Document excerpt:
■ ■ ■ ■ ■
Hey @jezell, those logs indicate that the node is struggling, and is running out of either CPU or Disk IO. For example, it shows commits and small updates taking 30s+. It’s likely getting to a point where it’s unresponsive and can’t catch up. Given that you’re running on minikube, you might have better results by scaling out beyond a single machine. You’d never run multiple nodes on a single machine in production, so it’s not really a good way to test CRDB’s performance. We have a tutorial on deploying a single cluster using kubernetes here.


(Jesse Ezell) #10

I’m not really trying to test the performance, just to have it integrated into a local development environment in a stable way. Would it be better to have a single node CRDB cluster for local development to reduce the resources (if so, is there a sample config / guide for that somewhere?). Would it be safe to increase the readiness / liveness check timeouts a bit so it doesn’t just keep getting recycled?

Cockroach seems to restart quite frequently on minikube even when it’s not really under any load. Maybe the defaults aren’t ideal for a local development cluster? It’s certainly possible that our setup is packed a bit tight and that’s causing trouble, but we’ve been using this setup successfully for years with other databases, so ideally we wouldn’t have to throw out our local environments just to put in Cockroach.
■ ■ ■ ■ ■
Material provided:

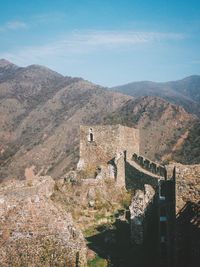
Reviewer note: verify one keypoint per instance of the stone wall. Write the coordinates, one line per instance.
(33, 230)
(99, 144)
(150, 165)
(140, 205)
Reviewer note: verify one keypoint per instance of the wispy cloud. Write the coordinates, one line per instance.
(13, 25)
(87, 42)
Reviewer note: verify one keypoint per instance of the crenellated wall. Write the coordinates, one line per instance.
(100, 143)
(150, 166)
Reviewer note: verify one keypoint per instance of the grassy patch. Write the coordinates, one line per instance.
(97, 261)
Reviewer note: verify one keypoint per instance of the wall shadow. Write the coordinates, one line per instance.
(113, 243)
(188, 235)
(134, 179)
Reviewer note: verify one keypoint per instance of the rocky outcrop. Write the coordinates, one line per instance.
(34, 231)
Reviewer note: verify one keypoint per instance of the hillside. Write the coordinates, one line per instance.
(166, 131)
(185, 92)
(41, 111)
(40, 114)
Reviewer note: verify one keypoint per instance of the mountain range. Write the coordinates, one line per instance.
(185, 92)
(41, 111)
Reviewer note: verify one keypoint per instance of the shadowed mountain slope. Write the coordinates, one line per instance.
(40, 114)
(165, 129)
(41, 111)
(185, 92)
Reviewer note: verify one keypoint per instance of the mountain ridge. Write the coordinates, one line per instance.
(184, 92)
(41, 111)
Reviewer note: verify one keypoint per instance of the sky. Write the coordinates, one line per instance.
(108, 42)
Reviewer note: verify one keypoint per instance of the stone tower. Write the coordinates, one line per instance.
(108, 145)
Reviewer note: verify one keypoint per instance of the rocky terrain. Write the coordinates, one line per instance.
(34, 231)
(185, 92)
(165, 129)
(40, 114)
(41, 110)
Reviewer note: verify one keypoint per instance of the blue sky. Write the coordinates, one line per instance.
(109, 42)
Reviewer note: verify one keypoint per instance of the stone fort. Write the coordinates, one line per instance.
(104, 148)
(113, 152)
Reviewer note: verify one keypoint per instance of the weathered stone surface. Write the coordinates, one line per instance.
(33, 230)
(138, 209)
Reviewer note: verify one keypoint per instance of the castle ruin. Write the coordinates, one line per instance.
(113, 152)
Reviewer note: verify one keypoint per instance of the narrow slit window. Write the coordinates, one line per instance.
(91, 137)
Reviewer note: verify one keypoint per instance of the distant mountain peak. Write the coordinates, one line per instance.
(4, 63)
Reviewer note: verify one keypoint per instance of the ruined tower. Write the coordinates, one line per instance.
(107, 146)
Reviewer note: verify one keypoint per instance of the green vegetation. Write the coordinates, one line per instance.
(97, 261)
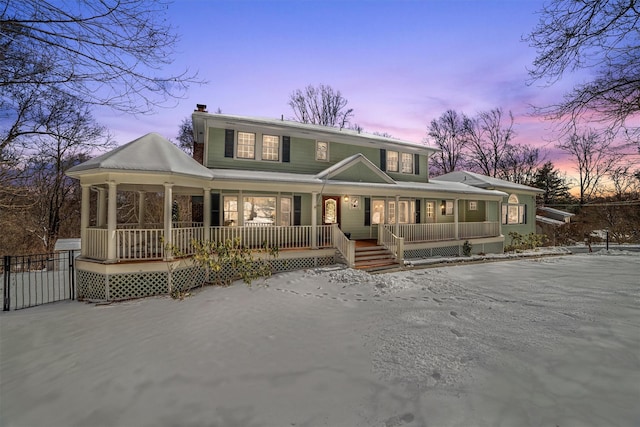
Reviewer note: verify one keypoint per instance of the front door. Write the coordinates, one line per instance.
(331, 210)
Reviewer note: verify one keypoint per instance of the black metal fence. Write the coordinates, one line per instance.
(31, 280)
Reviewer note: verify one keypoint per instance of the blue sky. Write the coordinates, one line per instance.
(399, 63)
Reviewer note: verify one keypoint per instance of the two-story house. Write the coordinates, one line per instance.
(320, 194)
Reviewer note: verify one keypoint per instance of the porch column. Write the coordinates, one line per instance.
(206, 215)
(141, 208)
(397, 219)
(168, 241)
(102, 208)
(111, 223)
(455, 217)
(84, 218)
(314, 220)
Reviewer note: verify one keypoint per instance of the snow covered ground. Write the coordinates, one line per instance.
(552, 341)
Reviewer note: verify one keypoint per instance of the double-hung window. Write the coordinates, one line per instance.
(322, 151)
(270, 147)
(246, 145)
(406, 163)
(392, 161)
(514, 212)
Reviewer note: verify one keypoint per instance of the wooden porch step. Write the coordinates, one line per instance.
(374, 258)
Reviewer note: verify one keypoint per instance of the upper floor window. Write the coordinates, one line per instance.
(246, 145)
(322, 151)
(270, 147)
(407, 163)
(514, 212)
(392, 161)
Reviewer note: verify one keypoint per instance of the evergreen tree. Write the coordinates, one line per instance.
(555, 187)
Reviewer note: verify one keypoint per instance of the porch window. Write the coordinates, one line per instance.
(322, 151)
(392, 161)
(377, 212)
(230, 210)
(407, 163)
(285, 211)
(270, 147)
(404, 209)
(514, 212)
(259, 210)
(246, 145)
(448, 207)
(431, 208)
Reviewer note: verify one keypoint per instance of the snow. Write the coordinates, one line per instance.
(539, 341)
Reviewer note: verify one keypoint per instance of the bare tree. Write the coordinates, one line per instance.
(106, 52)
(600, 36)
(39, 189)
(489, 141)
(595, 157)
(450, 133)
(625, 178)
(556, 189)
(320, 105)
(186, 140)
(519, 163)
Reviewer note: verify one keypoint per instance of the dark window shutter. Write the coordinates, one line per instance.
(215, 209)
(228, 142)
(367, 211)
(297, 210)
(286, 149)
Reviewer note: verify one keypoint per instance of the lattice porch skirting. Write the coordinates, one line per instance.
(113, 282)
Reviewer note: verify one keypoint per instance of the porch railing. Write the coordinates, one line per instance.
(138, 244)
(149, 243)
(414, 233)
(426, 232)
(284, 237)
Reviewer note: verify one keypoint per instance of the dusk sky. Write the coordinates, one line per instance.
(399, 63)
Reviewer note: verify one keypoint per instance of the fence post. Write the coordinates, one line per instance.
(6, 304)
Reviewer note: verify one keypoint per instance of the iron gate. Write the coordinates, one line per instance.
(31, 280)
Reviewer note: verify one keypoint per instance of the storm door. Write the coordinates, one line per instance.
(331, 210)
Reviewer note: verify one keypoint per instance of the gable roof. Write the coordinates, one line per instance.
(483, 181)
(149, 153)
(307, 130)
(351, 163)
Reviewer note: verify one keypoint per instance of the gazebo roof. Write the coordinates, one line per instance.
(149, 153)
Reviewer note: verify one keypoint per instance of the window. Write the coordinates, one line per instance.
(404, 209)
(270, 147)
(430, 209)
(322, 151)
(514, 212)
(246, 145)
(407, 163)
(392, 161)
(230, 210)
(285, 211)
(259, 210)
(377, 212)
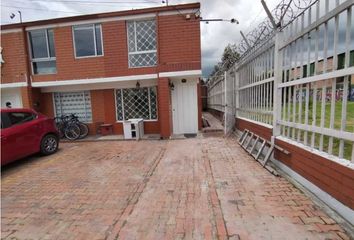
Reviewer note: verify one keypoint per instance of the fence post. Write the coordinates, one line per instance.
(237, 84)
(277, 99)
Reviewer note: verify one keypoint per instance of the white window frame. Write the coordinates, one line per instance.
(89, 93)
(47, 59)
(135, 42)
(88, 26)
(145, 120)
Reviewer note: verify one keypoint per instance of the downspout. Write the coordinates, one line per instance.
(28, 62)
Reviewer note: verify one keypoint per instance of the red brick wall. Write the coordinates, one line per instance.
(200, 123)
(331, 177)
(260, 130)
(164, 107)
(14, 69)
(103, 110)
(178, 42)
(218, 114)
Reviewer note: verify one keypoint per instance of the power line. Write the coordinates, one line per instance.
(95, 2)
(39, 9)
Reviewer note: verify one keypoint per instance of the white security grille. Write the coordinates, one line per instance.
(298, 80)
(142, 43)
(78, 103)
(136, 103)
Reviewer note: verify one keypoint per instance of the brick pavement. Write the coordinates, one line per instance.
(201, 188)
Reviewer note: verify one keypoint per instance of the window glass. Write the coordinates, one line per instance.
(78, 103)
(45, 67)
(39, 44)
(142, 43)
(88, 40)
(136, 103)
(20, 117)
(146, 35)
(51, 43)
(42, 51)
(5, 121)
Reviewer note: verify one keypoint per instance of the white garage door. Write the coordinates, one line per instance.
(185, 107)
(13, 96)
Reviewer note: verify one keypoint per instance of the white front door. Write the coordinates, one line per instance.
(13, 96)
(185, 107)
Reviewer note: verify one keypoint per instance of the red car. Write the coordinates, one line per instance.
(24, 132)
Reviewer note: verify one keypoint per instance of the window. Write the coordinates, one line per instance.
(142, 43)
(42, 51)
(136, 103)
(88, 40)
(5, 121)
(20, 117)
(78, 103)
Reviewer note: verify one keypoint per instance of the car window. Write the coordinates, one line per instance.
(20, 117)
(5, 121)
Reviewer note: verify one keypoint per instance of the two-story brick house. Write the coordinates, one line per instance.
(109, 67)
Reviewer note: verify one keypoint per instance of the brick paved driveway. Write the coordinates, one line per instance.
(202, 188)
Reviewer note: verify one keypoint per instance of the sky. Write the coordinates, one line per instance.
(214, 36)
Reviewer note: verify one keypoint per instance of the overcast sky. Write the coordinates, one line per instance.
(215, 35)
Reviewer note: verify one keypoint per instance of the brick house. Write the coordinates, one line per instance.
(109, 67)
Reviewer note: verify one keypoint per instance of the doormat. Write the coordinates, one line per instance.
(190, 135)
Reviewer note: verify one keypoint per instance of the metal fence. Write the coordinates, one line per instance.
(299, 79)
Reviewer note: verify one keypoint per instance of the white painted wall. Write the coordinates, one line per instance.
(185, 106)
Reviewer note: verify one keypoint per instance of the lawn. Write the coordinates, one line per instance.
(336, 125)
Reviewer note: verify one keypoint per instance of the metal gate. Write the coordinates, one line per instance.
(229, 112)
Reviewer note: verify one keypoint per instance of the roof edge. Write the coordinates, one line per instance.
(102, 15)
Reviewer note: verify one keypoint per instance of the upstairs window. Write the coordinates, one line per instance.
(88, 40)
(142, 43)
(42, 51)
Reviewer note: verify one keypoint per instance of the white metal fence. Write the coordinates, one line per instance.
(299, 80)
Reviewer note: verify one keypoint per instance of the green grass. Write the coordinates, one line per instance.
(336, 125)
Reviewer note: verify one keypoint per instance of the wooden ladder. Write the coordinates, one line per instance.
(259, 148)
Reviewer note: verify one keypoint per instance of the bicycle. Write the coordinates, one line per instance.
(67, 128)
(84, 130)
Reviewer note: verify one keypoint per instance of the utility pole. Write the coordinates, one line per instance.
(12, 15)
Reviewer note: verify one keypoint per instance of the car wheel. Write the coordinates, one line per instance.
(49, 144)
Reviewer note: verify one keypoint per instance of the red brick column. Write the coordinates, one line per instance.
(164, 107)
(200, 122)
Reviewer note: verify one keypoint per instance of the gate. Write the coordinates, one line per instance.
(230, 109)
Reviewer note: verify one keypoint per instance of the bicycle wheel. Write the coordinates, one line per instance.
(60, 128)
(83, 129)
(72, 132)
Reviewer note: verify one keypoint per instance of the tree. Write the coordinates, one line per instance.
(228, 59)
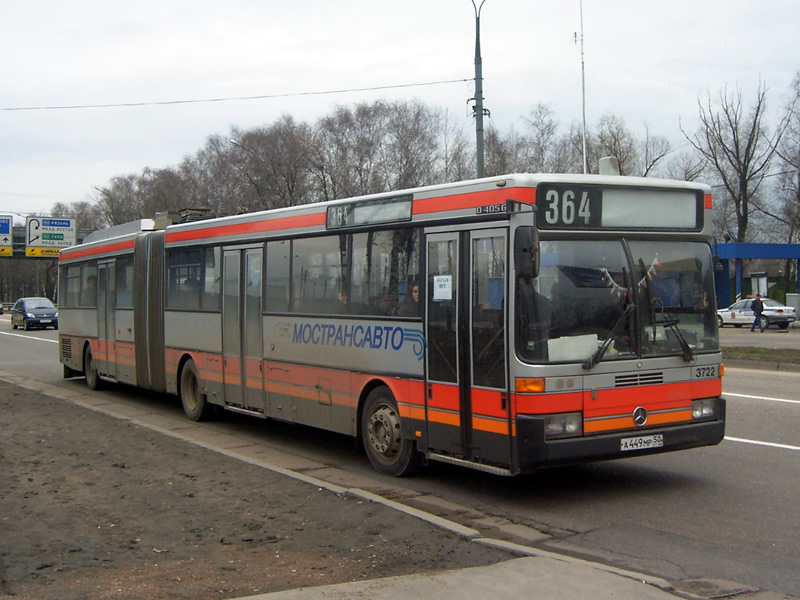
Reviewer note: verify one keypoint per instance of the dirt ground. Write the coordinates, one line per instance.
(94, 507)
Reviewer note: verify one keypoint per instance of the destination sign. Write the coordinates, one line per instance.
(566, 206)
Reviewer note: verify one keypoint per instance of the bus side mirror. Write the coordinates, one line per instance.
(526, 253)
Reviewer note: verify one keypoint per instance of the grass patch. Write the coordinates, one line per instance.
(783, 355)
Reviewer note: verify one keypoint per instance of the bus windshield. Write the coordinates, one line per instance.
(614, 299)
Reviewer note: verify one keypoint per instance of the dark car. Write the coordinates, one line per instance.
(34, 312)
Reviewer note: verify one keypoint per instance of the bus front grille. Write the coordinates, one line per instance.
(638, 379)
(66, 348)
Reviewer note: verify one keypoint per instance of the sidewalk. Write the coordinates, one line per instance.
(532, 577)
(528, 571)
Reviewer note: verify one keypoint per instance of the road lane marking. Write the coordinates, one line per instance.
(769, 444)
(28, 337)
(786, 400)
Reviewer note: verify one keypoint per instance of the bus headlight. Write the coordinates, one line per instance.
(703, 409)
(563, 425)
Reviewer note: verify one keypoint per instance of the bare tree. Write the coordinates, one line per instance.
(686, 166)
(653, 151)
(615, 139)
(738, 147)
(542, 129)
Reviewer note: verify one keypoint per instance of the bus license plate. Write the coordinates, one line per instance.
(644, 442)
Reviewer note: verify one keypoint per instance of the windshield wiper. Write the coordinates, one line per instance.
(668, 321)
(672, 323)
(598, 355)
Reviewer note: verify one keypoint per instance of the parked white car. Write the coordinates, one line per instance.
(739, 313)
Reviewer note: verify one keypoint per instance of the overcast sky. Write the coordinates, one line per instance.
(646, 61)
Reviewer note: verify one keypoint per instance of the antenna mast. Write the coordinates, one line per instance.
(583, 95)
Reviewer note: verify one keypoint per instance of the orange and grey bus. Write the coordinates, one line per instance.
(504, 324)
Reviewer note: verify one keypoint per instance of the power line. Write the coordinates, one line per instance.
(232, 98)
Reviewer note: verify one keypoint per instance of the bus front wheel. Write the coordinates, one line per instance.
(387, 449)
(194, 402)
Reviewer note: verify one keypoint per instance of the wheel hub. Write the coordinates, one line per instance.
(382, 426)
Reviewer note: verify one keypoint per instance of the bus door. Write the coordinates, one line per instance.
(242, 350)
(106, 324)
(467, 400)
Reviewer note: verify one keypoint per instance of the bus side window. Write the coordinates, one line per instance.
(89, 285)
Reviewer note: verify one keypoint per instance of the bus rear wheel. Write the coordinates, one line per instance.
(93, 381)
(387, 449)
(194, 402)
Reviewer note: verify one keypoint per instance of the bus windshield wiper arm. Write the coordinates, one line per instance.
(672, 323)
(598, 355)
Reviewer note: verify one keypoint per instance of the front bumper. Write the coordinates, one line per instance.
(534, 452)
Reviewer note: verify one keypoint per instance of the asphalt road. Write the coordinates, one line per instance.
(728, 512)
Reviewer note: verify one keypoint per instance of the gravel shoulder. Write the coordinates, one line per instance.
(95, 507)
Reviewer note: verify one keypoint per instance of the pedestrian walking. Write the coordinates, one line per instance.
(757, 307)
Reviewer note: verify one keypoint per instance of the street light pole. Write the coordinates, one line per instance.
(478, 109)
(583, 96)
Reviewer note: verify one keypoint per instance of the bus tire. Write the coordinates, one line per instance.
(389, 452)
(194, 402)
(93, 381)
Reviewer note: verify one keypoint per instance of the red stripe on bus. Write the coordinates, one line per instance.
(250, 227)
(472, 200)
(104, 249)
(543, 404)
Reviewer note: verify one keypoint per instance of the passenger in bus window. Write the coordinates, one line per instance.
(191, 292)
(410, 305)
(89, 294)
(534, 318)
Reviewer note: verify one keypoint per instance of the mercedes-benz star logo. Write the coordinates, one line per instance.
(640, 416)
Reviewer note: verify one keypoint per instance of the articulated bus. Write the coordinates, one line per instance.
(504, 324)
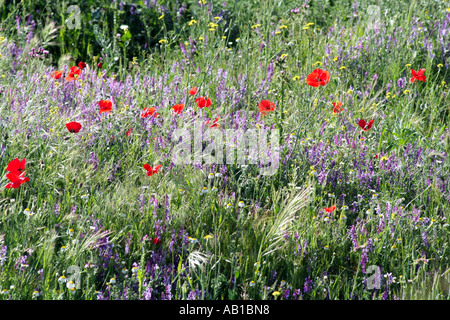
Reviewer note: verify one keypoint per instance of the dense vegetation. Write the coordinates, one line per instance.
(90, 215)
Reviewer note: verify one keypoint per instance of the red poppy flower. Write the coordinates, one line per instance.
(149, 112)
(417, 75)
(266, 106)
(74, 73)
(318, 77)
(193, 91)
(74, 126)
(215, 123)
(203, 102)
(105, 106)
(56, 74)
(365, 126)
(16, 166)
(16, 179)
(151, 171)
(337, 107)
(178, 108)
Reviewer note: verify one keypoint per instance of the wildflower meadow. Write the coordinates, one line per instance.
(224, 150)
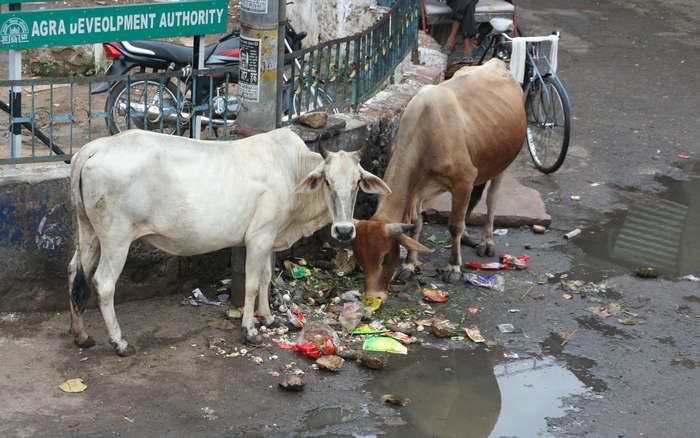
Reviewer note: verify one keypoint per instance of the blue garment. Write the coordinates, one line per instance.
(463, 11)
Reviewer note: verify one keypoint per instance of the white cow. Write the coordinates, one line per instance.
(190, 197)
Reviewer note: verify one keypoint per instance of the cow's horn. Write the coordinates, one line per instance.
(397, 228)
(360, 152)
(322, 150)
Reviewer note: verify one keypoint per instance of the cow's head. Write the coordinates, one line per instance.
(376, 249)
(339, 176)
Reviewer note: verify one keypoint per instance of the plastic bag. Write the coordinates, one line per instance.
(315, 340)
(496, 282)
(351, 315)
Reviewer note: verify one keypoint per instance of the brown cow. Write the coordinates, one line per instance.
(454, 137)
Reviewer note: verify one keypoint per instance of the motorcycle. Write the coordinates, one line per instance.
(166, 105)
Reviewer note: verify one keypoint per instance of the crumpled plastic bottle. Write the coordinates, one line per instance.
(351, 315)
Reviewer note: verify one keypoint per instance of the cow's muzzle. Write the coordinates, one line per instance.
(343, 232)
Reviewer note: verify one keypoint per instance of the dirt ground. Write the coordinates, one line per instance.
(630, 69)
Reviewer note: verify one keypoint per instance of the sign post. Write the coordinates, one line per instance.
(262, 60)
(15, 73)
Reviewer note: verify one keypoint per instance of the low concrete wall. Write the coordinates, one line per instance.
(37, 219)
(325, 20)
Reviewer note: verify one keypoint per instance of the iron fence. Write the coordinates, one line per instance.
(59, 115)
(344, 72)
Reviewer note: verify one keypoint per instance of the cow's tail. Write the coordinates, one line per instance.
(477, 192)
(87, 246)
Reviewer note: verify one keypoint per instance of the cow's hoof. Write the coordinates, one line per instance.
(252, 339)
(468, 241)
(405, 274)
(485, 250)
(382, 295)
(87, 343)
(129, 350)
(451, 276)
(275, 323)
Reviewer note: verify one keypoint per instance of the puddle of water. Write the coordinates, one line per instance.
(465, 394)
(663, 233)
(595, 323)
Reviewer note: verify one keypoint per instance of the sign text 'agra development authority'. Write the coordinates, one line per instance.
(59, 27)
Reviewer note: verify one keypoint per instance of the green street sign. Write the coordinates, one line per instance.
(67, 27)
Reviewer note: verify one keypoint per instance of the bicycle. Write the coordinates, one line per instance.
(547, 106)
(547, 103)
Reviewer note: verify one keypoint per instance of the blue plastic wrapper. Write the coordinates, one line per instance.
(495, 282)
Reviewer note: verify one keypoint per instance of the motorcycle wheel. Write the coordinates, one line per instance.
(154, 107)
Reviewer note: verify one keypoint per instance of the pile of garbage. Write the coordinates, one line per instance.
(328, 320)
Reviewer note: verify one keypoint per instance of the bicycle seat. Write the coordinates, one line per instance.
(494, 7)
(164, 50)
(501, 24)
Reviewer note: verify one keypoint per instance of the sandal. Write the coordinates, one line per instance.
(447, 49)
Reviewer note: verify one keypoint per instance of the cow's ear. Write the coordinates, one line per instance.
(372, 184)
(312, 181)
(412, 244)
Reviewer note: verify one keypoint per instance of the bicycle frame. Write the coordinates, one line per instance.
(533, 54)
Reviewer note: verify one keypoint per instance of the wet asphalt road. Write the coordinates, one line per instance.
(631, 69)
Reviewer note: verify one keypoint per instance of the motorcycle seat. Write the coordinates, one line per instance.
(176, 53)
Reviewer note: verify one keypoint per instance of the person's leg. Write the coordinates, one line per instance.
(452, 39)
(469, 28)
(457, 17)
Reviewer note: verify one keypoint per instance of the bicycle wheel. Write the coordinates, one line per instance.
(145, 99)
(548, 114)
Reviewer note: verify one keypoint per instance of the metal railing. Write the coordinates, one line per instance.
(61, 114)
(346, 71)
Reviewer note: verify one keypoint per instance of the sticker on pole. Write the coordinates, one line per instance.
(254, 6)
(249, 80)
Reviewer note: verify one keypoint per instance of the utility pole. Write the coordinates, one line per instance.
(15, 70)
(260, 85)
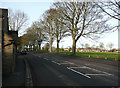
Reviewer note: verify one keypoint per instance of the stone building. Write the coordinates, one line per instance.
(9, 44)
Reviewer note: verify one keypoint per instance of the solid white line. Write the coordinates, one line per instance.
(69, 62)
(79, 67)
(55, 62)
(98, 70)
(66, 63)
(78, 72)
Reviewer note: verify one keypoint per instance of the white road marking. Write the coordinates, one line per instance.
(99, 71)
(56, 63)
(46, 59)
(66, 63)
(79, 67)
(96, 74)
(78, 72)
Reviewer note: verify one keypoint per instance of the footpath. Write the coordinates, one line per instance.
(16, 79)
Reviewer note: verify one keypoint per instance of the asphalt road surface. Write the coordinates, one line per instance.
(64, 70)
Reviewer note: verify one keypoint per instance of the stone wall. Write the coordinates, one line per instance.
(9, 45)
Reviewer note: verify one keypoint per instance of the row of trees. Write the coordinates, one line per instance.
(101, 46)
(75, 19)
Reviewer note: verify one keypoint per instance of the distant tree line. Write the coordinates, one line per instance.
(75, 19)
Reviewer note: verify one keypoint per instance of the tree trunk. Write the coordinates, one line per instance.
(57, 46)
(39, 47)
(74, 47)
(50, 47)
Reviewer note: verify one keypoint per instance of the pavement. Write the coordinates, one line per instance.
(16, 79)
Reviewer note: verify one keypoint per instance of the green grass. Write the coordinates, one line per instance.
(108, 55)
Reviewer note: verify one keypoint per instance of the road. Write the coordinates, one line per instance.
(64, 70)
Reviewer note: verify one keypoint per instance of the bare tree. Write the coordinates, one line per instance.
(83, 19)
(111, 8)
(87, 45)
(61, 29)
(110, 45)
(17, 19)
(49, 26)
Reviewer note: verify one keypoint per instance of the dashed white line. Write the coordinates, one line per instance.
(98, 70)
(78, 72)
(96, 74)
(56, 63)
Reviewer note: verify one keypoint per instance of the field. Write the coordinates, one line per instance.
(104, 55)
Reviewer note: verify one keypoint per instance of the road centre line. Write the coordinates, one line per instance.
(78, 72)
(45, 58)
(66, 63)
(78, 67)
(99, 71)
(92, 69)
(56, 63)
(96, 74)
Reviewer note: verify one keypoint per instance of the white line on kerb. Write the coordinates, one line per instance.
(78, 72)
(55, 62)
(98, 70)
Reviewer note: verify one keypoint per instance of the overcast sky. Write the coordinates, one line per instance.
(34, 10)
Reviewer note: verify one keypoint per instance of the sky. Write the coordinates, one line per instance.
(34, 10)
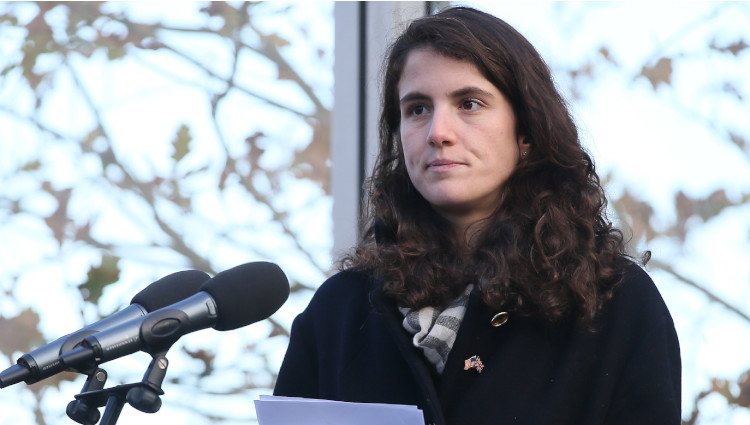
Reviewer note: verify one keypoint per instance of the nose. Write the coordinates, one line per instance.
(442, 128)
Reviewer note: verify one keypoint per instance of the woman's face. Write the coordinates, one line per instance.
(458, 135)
■ ■ ■ ■ ■
Instructions:
[A] How many lines in the rows contain the string "frame"? Case counts, and the reply should be the number alone.
[B] Continue the forum thread about running CockroachDB on minikube from its last sentence.

Exercise responses:
[A] 2

[B]
(Jesse Ezell) #11

Attempting to scale down cluster seems to break the cluster… is scaling down the replicaset supported?

kubectl scale statefulset --replicas=2

waited for scale and then scaling down to 1 with

kubectl scale statefulset --replicas=1

Resulted in endless stream of errors from the remaining pod:

W181001 22:59:35.602072 279777 vendor/google.golang.org/grpc/clientconn.go:830 Failed to dial cockroachdb-2.cockroachdb.default.svc.cluster.local:26257: context canceled; please retry.
I181001 22:59:36.740974 311 server/status/runtime.go:219 [n1] runtime stats: 1.1 GiB RSS, 193 goroutines, 141 MiB/78 MiB/268 MiB GO alloc/idle/total, 797 MiB/941 MiB CGO alloc/total, 78.80cgo/sec, 0.02/0.01 %(u/s)time, 0.00 %gc (0x)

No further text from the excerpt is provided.